> **Exercise aim**
Reproduce verbatim the lines of the material below, starting at the line that contains "Give the mask of every instance of the doorway" and ending at the final line of the material.

> **Task material**
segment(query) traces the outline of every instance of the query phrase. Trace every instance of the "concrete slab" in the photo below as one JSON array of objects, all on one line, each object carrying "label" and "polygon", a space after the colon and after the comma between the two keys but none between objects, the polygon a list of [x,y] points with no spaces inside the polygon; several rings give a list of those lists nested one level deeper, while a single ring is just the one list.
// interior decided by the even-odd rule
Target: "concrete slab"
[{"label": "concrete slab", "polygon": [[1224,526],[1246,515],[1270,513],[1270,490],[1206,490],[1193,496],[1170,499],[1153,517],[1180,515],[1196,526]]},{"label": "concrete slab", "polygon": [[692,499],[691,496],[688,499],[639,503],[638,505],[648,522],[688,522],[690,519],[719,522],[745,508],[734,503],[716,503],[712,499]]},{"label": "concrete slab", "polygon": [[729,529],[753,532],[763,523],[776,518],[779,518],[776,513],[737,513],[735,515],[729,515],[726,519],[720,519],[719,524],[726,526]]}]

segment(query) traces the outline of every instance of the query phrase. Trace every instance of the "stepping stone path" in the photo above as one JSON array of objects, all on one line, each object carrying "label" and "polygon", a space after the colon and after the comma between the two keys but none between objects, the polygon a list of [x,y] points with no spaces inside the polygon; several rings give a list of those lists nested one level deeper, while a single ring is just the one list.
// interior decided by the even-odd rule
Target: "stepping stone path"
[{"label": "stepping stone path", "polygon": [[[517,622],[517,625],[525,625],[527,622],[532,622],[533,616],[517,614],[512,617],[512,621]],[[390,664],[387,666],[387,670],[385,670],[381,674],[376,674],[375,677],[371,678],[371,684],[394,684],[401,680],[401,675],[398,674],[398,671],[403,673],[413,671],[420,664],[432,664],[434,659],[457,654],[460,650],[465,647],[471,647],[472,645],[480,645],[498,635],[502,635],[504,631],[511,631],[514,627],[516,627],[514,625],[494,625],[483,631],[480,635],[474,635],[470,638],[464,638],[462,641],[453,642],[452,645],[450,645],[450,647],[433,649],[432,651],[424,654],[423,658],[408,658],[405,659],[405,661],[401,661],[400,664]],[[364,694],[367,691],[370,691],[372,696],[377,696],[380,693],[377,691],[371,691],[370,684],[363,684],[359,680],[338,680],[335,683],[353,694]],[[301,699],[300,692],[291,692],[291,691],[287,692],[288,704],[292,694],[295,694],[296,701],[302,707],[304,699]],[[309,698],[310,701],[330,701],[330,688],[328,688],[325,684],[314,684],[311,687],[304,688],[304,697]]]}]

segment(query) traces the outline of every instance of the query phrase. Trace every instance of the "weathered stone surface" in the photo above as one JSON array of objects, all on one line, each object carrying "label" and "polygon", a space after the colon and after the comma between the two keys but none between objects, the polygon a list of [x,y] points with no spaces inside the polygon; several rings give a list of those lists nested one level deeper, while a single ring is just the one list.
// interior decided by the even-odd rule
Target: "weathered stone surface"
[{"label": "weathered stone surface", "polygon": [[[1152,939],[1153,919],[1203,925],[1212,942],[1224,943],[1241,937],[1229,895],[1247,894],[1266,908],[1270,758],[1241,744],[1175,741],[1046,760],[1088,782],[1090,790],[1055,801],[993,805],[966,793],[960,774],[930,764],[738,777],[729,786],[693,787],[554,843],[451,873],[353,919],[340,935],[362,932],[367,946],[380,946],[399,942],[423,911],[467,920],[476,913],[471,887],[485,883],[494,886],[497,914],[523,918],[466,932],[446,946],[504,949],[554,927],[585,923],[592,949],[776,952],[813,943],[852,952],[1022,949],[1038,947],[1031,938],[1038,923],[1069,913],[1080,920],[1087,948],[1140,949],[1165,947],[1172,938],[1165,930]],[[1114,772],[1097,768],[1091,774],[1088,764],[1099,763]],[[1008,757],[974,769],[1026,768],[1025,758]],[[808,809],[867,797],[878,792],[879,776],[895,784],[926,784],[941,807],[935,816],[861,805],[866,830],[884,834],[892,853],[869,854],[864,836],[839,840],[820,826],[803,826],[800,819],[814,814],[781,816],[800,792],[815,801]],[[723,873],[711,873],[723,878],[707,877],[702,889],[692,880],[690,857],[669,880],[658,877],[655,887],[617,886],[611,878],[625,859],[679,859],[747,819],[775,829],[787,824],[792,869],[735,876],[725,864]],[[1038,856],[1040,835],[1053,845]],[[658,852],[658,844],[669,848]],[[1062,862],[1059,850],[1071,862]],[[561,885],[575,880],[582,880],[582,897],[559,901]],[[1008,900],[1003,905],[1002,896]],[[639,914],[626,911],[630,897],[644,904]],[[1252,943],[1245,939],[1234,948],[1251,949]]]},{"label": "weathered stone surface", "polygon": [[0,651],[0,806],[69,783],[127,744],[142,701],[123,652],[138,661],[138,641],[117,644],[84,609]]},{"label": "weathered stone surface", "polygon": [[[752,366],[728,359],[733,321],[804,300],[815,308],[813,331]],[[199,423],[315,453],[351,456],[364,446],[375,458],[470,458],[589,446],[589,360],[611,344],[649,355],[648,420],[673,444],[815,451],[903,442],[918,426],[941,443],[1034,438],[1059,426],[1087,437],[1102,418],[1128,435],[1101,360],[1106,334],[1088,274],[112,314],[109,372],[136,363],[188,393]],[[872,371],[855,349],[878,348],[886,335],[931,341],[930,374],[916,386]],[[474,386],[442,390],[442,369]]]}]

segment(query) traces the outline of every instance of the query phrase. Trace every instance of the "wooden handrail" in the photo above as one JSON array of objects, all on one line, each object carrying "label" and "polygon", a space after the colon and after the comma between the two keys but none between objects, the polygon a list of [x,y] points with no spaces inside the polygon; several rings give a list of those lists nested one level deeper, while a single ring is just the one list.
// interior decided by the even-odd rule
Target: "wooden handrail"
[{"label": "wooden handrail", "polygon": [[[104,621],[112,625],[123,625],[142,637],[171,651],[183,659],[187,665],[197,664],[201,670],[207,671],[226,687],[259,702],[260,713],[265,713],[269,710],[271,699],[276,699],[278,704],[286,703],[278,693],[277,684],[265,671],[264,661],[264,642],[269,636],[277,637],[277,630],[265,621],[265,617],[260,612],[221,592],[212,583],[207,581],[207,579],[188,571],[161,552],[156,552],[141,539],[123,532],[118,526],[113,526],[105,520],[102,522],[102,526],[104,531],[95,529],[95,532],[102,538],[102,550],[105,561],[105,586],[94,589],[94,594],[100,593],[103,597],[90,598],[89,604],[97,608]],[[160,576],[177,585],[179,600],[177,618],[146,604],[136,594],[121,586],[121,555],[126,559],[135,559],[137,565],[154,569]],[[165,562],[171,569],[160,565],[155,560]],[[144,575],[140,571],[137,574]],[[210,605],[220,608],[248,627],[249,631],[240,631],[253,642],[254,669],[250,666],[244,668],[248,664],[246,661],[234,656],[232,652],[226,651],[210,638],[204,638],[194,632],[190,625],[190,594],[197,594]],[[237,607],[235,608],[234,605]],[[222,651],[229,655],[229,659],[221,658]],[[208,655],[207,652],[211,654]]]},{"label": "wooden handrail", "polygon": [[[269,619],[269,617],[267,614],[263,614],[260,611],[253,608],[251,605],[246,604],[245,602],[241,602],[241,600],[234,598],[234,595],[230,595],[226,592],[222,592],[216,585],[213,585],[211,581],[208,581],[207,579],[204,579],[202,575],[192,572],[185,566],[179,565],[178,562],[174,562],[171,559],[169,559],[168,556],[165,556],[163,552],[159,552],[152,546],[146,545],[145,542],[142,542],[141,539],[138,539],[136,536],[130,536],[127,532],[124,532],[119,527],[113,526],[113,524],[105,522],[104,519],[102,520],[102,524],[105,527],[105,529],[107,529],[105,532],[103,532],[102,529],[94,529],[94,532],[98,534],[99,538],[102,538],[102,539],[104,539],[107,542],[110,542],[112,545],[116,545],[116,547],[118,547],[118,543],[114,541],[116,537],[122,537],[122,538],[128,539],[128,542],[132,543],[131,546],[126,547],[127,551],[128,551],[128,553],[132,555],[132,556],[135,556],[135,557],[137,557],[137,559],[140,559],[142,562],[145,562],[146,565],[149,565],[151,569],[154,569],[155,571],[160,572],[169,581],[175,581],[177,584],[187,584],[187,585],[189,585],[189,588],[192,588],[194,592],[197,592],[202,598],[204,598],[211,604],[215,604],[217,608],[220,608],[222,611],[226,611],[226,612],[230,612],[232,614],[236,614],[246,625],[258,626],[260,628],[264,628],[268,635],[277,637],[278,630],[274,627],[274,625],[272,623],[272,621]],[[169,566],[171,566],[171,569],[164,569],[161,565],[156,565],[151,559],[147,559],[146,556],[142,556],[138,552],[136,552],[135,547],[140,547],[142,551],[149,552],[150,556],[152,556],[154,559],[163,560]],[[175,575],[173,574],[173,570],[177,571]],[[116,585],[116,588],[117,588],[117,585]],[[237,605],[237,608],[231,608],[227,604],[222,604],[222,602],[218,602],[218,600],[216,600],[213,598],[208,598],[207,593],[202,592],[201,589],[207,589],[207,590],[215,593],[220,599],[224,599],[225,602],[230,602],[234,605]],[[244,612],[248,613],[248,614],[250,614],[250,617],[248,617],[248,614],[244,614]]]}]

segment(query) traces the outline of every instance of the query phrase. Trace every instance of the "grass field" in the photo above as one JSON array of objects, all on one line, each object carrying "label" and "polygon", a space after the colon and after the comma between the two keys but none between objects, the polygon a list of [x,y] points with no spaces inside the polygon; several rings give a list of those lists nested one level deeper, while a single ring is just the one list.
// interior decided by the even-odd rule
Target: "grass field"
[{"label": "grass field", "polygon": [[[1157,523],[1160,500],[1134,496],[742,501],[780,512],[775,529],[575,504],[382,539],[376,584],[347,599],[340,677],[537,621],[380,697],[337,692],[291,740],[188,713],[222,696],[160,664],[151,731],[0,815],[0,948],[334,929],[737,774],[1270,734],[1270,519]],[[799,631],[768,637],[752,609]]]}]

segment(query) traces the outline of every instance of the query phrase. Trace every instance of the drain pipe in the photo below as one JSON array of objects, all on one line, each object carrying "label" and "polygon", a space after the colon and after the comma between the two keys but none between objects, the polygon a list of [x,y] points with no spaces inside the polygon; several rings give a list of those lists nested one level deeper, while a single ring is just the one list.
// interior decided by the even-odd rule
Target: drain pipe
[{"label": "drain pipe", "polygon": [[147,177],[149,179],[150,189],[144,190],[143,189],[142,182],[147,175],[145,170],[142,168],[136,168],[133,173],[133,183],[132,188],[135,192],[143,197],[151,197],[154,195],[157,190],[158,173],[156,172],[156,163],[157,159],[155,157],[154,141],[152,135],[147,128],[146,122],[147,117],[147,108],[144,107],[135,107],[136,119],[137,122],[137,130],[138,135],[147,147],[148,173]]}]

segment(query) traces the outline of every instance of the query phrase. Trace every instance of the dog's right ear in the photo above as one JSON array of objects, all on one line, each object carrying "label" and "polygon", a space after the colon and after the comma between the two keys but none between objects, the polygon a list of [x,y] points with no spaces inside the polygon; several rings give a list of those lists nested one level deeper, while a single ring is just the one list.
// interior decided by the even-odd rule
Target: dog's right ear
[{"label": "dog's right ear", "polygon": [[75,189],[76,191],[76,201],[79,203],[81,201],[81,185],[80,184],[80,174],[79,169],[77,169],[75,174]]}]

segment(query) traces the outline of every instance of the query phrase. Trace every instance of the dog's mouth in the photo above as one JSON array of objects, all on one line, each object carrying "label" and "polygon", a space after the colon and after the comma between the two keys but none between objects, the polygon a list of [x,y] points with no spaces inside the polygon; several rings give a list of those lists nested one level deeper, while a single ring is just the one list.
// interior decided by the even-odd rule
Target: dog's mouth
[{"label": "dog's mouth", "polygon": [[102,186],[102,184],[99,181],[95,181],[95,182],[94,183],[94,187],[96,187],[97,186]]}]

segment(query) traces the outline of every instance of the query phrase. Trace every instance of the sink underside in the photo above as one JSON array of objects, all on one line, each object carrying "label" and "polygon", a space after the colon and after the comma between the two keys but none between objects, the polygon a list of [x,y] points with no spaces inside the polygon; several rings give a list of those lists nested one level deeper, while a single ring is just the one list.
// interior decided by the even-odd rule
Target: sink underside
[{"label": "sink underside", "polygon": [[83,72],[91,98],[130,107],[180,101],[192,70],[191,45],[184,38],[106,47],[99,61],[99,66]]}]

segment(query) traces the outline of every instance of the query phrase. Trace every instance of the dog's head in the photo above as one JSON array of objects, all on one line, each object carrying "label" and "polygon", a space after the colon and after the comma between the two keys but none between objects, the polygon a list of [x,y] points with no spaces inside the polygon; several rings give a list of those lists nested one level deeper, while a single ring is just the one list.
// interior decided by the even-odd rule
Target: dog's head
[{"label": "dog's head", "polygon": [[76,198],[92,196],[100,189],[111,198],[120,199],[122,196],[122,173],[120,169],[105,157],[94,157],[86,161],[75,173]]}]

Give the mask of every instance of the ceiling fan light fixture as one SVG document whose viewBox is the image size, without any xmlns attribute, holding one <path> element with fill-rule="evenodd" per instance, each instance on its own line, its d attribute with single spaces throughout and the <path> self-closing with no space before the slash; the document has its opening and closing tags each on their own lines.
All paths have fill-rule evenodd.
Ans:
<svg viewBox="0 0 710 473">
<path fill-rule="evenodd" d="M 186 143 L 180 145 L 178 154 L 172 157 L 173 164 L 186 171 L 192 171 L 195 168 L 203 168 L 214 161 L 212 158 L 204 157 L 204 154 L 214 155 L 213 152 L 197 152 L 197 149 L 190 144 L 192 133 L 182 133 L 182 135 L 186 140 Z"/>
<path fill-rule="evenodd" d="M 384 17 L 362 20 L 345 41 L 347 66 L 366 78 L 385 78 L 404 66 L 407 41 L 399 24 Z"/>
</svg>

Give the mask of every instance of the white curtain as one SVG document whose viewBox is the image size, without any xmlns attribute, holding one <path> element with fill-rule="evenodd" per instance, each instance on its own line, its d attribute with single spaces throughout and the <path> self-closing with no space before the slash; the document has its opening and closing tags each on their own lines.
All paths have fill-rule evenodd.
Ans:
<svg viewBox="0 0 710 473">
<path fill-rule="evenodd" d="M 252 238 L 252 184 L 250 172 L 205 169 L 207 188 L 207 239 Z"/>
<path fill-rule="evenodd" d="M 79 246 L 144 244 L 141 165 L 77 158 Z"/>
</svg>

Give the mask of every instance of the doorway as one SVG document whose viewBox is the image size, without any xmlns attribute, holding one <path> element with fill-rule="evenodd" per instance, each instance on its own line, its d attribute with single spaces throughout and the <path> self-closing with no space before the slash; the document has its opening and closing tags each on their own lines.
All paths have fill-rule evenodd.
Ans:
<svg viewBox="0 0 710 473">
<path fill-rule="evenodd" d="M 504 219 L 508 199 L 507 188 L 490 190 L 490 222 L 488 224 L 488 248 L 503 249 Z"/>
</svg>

> **Solution to this problem**
Give the mask of every instance of the doorway as one SVG document whose viewBox is the image size, without any xmlns attribute, holding one <path> element with fill-rule="evenodd" per instance, each instance on its own line, its d attribute with single spaces throughout and the <path> self-closing with no space before the slash; the document has its opening and closing tags each on their own lines.
All paths have fill-rule evenodd.
Ans:
<svg viewBox="0 0 710 473">
<path fill-rule="evenodd" d="M 504 219 L 508 199 L 507 188 L 490 190 L 490 222 L 488 224 L 488 248 L 503 249 Z"/>
</svg>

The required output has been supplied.